Count the lines in the entries that contain "there". Say the number and nothing more.
Top of Record excerpts
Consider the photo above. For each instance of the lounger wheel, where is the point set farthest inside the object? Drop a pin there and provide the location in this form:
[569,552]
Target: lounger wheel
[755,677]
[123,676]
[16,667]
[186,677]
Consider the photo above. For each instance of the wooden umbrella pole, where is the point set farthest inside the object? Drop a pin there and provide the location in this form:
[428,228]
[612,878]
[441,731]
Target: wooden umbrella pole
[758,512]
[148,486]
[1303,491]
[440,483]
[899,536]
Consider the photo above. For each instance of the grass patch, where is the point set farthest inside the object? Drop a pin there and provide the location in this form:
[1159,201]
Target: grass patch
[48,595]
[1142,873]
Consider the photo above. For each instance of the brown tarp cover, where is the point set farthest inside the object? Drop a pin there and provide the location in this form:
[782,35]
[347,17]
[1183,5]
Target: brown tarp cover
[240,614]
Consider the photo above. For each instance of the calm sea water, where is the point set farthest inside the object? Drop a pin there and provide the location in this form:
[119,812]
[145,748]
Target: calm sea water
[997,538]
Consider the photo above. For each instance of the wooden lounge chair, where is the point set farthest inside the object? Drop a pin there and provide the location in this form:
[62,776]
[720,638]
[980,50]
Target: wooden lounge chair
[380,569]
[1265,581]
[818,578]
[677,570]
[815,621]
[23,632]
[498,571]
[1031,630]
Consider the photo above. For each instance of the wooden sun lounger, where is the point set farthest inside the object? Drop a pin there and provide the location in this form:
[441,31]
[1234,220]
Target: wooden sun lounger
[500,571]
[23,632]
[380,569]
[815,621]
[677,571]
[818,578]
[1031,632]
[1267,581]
Bottom of Record excerpts
Top of Record excerpts
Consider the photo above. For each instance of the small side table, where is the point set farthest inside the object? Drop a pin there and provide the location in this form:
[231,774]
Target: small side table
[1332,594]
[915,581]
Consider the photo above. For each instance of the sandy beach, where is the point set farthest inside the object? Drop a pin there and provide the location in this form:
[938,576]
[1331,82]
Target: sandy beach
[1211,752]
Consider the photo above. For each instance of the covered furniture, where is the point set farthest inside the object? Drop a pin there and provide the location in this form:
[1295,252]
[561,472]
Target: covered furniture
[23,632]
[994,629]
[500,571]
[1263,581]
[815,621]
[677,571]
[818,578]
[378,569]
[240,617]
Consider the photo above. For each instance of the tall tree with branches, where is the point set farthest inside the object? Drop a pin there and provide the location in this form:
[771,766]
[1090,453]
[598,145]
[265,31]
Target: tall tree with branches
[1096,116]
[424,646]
Bottom of Record excerpts
**Output of the task**
11